Consigne: Restituez à l'identique, dans l'article sur le Salon de l'automobile de Bucarest, la partie allant de « Le marché automobile » à « moins de 11 ans. ».

Texte:
"""

Le marché automobile roumain à l’ère de l’électrique
Le Salon international de l'automobile de Bucarest a rouvert ses portes après une longue période qui a duré pas moins de 11 ans.
Iulia Opran, 12.06.2018, 14:15
A cette occasion, les visiteurs ont pu admirer 20 marques et plus de 150 modèles d’automobiles, mais aussi de 2 et de 3 roues. Pour autant que l’avenir appartienne à l’éco mobilité, les modèles hybrides, alimentés à l’hydrogène ou encore les modèles 100% électriques ne pouvaient pas louper cette fête. Il s’agit bien du dernier cri en matière de technologies de pointe visant la réduction de la pollution dans les grandes villes que l’industrie auto a dévoilé pour l’occasion.Ce que représente plus exactement le Salon automobile bucarestois en termes économiques pour l’industrie de ressort nous détaille George Grigorescu, le président de l’Association des producteurs et des importateurs d’automobiles de Roumanie, également organisateur de l’événement : «Il s’agit d’un événement censé relancer l’intérêt du public et le contact direct entre les constructeurs automobiles et les passionnés. C’est l’élément qui fait la différence entre notre Salon et les autres foires organisées les dernières années, mais dont aucune n’a l’ampleur du Salon international auto Bucarest, le SIAB. Et puis, le degré de participation des constructeurs est la preuve de leur confiance dans le marché roumain, alors que la dynamique du marché justifie pleinement cet intérêt ».

"""

Enregistrements conservés:
"""

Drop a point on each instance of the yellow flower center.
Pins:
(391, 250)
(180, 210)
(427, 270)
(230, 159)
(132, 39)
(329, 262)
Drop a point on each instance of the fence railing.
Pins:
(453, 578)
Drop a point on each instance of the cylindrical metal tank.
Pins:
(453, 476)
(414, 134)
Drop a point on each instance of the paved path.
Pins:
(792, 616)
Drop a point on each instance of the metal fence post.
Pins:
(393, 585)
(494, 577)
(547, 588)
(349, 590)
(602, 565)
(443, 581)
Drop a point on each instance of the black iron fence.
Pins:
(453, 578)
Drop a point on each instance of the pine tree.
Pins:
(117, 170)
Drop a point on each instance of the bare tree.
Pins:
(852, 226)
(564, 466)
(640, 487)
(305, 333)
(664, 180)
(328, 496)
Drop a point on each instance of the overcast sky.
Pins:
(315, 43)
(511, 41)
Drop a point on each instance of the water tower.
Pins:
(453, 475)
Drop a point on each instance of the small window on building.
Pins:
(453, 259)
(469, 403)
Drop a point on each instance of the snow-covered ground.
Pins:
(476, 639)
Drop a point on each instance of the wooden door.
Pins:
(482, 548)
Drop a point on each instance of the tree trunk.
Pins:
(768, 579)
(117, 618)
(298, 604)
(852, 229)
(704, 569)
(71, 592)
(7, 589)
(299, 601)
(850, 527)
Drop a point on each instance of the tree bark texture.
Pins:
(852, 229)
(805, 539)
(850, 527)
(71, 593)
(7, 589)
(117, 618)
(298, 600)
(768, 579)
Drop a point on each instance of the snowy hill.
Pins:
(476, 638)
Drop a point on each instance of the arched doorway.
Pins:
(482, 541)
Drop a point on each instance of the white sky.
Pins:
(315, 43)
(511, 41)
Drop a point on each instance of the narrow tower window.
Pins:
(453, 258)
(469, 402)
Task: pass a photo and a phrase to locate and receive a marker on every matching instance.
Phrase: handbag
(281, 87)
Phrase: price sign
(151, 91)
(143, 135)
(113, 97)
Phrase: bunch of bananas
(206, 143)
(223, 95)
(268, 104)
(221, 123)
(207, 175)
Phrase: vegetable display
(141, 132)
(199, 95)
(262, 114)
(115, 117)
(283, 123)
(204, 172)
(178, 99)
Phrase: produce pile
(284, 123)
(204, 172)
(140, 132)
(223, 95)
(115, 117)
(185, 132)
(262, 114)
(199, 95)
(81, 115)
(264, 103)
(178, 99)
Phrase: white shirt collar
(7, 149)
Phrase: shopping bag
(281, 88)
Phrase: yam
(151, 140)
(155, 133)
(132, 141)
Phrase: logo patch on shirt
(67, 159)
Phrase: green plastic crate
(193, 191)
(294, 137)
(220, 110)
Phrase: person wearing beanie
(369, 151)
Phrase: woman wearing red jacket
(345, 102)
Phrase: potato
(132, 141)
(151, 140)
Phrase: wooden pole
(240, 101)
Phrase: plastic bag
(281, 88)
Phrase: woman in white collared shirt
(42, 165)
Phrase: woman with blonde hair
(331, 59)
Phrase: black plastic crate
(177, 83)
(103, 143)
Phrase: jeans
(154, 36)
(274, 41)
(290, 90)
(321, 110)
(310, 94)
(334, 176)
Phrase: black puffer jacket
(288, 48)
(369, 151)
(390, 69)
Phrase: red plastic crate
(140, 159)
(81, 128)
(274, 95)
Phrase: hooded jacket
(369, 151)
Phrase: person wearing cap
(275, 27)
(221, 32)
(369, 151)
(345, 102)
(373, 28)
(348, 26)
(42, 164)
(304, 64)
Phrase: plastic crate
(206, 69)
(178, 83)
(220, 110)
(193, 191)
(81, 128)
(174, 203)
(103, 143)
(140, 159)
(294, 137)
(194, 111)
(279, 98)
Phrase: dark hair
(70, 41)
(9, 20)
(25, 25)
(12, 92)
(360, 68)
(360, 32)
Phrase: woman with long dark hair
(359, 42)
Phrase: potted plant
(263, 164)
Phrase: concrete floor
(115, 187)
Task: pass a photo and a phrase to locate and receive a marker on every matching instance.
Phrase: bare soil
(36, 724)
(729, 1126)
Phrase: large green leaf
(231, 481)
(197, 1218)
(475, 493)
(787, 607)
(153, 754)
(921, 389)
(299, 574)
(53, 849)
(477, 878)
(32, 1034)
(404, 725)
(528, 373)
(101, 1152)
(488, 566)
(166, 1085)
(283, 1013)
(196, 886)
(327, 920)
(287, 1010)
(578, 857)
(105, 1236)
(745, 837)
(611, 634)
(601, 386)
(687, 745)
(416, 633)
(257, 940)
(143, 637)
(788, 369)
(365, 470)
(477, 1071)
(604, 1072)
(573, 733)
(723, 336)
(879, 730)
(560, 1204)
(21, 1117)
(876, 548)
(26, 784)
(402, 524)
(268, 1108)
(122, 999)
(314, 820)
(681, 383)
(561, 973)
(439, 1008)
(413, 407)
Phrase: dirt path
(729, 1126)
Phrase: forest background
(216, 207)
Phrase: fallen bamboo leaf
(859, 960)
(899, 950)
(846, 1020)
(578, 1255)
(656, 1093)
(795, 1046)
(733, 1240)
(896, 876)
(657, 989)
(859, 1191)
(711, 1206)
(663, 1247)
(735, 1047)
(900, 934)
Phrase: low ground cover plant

"""

Corrigé:
Le marché automobile roumain à l’ère de l’électrique
Le Salon international de l'automobile de Bucarest a rouvert ses portes après une longue période qui a duré pas moins de 11 ans.